(Data entries)
◇ ◇ ◇ ◇

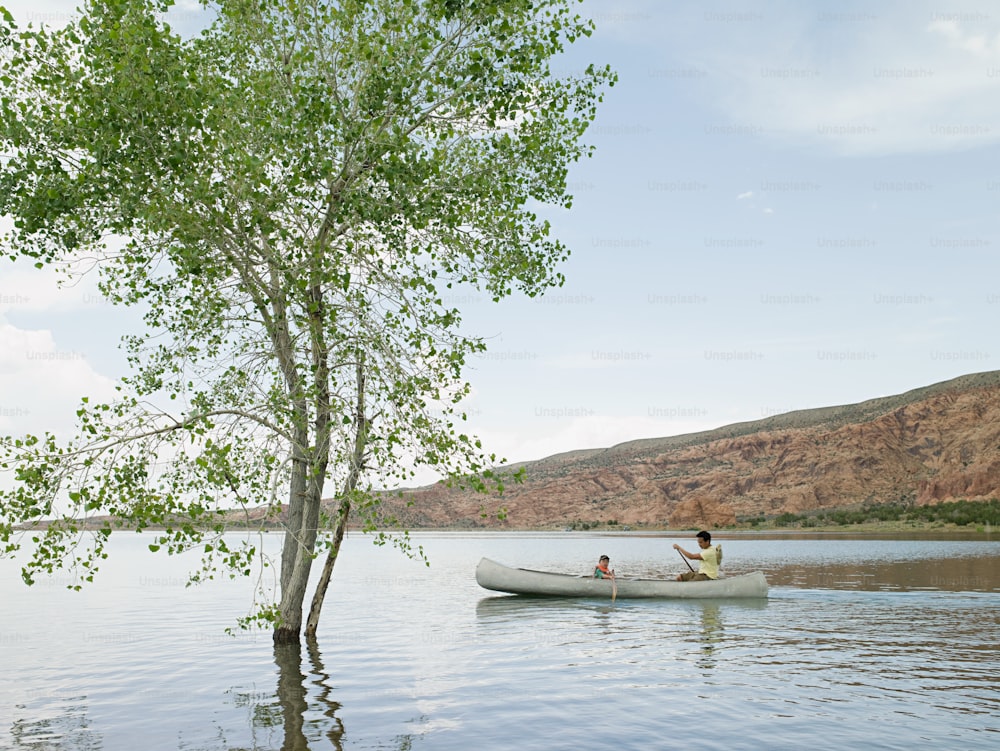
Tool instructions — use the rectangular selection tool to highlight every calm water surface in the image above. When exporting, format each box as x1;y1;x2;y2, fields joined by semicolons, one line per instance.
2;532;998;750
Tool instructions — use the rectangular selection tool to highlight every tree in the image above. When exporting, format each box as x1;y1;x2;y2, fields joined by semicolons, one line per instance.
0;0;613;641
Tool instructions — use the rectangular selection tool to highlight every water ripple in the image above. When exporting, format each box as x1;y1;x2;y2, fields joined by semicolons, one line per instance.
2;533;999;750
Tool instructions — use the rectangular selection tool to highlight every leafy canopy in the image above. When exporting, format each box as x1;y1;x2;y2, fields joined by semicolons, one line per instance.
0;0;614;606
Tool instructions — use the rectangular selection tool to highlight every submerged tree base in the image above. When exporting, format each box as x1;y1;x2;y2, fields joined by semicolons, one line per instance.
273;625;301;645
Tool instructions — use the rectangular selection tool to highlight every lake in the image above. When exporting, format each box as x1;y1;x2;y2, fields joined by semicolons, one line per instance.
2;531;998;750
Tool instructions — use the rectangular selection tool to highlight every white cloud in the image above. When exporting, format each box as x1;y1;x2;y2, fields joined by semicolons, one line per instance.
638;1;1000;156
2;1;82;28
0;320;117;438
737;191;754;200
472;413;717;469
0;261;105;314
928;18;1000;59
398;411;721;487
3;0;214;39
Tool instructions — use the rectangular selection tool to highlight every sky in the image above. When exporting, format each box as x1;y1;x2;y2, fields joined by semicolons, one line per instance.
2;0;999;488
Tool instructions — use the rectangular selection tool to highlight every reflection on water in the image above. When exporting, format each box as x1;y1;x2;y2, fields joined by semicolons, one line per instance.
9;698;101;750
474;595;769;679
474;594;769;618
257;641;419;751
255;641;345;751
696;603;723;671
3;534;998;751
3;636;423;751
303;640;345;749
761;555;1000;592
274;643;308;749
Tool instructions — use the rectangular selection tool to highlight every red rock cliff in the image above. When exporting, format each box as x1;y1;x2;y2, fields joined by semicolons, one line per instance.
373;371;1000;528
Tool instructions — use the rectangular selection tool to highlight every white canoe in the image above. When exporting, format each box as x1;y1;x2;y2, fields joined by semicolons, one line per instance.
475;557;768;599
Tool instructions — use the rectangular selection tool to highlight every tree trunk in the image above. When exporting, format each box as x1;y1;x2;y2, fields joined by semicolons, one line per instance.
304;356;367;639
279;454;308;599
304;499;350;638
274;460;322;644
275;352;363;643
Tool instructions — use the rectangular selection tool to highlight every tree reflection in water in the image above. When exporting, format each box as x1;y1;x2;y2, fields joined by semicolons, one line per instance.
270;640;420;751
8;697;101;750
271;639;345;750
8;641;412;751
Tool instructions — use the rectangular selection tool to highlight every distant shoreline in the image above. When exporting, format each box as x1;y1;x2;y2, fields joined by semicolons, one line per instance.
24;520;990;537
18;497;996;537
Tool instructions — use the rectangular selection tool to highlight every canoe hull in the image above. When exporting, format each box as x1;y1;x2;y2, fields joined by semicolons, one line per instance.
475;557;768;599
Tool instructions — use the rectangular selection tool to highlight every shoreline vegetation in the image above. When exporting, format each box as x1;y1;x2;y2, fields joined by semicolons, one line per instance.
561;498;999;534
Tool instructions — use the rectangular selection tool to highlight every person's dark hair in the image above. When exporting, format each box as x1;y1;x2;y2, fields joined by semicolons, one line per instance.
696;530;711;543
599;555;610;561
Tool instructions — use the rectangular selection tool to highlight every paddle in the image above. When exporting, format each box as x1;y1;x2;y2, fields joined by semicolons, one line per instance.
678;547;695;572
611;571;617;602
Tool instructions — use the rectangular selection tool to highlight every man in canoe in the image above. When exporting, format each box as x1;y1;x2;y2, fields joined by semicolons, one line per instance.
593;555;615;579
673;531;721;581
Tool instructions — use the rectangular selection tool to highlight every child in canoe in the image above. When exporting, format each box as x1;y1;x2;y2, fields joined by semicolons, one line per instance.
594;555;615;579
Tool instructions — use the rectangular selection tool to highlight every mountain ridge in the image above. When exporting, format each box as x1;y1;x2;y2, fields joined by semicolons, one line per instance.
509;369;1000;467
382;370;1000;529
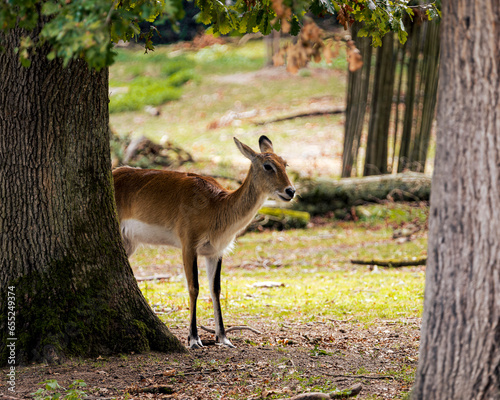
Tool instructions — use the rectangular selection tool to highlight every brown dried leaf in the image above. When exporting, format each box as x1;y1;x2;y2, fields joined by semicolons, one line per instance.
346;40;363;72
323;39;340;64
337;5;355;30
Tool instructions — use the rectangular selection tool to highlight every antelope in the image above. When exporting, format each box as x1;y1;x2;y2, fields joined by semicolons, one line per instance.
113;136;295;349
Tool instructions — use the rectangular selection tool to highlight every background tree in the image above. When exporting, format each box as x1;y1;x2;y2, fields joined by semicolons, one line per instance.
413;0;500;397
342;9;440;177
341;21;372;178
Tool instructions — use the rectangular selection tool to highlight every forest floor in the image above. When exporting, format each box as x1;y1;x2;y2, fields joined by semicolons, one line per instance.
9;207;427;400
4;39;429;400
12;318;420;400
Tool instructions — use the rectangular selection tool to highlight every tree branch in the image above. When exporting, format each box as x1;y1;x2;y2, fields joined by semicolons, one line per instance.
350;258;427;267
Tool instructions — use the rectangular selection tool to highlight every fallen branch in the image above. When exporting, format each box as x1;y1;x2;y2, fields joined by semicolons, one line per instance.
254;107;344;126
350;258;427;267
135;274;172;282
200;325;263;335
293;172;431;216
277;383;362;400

◇ ◇ ◇ ◇

### Work task
Starting from the line containing "highlight every background", repeat each line through the end of the entries, exactly.

### Exercise result
Tool instructions — use the rectangular selection tool to highlight every background tree in the image above. When exporting, format each box as x1;y1;x2;y2, fields joined by semicolons, one line per instance.
413;0;500;397
342;9;440;177
341;21;372;178
Tool instructions — use the rectangular selection tool to highlight every forest floor in the image above. When exporting, format each box as x1;y1;x2;y2, fields joined by semicolons, one line per instance.
9;207;427;400
4;39;429;400
12;318;420;400
Tool instructions — use the rectangular selection tool to highlight every tree branch in the image above. When exporting, format each box as x1;y1;x2;y2, fields joined by semicolons, one line per instance.
350;258;427;267
Tool instructions — use the rectangular selection tool to highlight every fallen branch in the image above. When exporting, format each box as x1;y1;x2;y2, fields joined by semicolons, one line per instance.
254;107;344;126
350;258;427;267
135;274;172;282
200;325;263;335
293;172;431;216
277;383;362;400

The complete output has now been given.